--- Start SUPPLIED INFORMATION ---

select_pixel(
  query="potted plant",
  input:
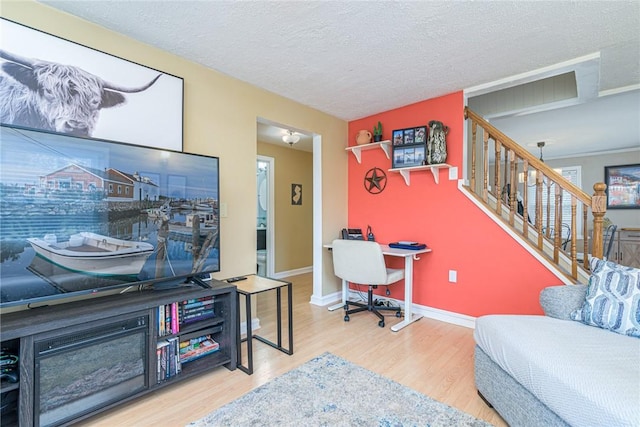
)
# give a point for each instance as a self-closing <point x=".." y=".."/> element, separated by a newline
<point x="377" y="132"/>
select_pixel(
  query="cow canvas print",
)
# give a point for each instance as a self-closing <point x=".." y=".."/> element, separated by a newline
<point x="51" y="84"/>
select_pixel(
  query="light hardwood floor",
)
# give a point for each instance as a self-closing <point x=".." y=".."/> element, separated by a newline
<point x="432" y="357"/>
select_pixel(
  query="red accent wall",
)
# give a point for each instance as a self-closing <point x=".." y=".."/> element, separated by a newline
<point x="495" y="274"/>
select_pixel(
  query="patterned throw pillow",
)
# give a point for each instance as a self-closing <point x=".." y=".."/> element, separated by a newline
<point x="613" y="298"/>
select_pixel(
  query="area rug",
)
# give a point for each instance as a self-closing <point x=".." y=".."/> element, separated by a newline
<point x="331" y="391"/>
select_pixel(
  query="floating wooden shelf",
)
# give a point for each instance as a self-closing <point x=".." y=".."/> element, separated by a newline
<point x="357" y="149"/>
<point x="435" y="170"/>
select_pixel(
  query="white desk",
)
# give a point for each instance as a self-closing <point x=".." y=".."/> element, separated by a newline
<point x="409" y="256"/>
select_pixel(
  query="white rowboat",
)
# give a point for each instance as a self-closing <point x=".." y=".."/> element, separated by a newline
<point x="94" y="254"/>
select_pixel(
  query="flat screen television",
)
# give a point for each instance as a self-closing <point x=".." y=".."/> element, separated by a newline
<point x="83" y="216"/>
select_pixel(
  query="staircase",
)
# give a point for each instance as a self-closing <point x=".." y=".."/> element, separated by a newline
<point x="501" y="172"/>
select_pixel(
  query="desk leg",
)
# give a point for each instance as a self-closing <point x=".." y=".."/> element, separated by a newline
<point x="345" y="292"/>
<point x="409" y="317"/>
<point x="279" y="313"/>
<point x="249" y="368"/>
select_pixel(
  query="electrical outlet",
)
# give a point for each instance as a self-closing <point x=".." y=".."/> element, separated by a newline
<point x="453" y="276"/>
<point x="453" y="173"/>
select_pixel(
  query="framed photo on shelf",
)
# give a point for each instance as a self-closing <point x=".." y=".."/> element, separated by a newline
<point x="409" y="155"/>
<point x="398" y="137"/>
<point x="409" y="135"/>
<point x="421" y="135"/>
<point x="623" y="186"/>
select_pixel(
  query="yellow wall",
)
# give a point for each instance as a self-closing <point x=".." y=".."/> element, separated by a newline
<point x="220" y="115"/>
<point x="293" y="223"/>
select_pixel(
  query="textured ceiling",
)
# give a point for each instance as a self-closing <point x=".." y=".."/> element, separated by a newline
<point x="356" y="58"/>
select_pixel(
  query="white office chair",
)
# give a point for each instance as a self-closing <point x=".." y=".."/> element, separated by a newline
<point x="362" y="262"/>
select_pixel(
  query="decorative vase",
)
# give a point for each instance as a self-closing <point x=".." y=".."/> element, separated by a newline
<point x="437" y="144"/>
<point x="363" y="137"/>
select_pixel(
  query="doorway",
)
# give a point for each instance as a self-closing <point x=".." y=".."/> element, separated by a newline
<point x="265" y="254"/>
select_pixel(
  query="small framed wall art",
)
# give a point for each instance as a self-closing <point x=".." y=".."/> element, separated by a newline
<point x="409" y="155"/>
<point x="409" y="147"/>
<point x="623" y="186"/>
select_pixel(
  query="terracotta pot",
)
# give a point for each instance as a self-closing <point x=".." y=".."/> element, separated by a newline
<point x="363" y="137"/>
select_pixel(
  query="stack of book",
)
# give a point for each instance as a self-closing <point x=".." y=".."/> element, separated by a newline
<point x="168" y="322"/>
<point x="195" y="310"/>
<point x="195" y="348"/>
<point x="168" y="359"/>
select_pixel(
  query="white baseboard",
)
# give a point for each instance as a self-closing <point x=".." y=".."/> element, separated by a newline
<point x="429" y="312"/>
<point x="284" y="274"/>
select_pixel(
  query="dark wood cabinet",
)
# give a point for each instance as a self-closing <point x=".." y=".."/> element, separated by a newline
<point x="129" y="330"/>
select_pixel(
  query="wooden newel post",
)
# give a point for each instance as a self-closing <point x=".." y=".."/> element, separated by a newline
<point x="599" y="209"/>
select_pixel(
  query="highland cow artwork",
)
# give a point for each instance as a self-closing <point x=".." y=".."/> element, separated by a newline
<point x="51" y="84"/>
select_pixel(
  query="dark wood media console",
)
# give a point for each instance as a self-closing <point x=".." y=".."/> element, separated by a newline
<point x="59" y="338"/>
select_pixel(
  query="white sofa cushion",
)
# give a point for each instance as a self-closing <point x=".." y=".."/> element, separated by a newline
<point x="588" y="376"/>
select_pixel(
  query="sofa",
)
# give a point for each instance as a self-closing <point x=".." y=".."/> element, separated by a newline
<point x="576" y="365"/>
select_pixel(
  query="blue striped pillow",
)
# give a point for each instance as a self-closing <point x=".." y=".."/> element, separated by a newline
<point x="613" y="298"/>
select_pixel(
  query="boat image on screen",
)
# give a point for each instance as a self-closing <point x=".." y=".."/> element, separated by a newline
<point x="94" y="217"/>
<point x="94" y="254"/>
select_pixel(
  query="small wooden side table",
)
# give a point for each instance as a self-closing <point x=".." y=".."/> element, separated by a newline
<point x="254" y="285"/>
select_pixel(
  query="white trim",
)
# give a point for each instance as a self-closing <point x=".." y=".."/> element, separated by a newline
<point x="618" y="90"/>
<point x="271" y="222"/>
<point x="317" y="219"/>
<point x="530" y="76"/>
<point x="426" y="311"/>
<point x="594" y="153"/>
<point x="295" y="272"/>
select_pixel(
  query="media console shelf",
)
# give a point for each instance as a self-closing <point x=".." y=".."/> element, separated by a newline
<point x="435" y="170"/>
<point x="357" y="149"/>
<point x="83" y="357"/>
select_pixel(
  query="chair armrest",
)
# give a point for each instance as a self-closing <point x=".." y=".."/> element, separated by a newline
<point x="560" y="301"/>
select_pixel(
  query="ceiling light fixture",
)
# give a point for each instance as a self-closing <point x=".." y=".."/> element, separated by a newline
<point x="291" y="138"/>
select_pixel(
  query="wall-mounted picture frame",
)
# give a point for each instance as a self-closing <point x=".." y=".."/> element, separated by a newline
<point x="95" y="94"/>
<point x="409" y="155"/>
<point x="409" y="135"/>
<point x="623" y="186"/>
<point x="398" y="137"/>
<point x="296" y="194"/>
<point x="420" y="135"/>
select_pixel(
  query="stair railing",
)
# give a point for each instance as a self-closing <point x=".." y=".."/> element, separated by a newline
<point x="504" y="171"/>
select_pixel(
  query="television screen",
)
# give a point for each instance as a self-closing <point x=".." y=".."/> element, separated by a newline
<point x="78" y="216"/>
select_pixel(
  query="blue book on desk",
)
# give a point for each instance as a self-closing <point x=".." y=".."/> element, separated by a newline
<point x="408" y="245"/>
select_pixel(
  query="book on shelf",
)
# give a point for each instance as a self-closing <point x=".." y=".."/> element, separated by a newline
<point x="191" y="303"/>
<point x="168" y="359"/>
<point x="168" y="319"/>
<point x="196" y="348"/>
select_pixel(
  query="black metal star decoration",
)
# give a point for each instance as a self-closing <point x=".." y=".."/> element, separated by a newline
<point x="375" y="180"/>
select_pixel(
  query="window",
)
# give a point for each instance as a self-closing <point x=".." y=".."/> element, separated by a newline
<point x="572" y="174"/>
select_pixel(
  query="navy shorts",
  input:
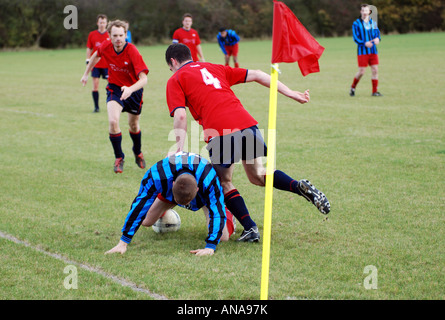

--- End SUPPLIED INFORMATION ---

# TASK STATEMENT
Pull out every line of the rows that contains the string "chair".

# RESPONSE TO THIS TASK
  query="white office chair",
  query="chair armrest",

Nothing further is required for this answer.